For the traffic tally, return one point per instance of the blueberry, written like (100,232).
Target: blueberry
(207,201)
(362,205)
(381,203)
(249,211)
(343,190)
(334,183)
....
Goal: Quote each of the entries above word for word, leaving nothing out.

Problem solution:
For the traffic tally, return one point per instance of the blueberry, written like (100,232).
Target: blueberry
(207,201)
(362,205)
(381,203)
(249,211)
(343,190)
(334,183)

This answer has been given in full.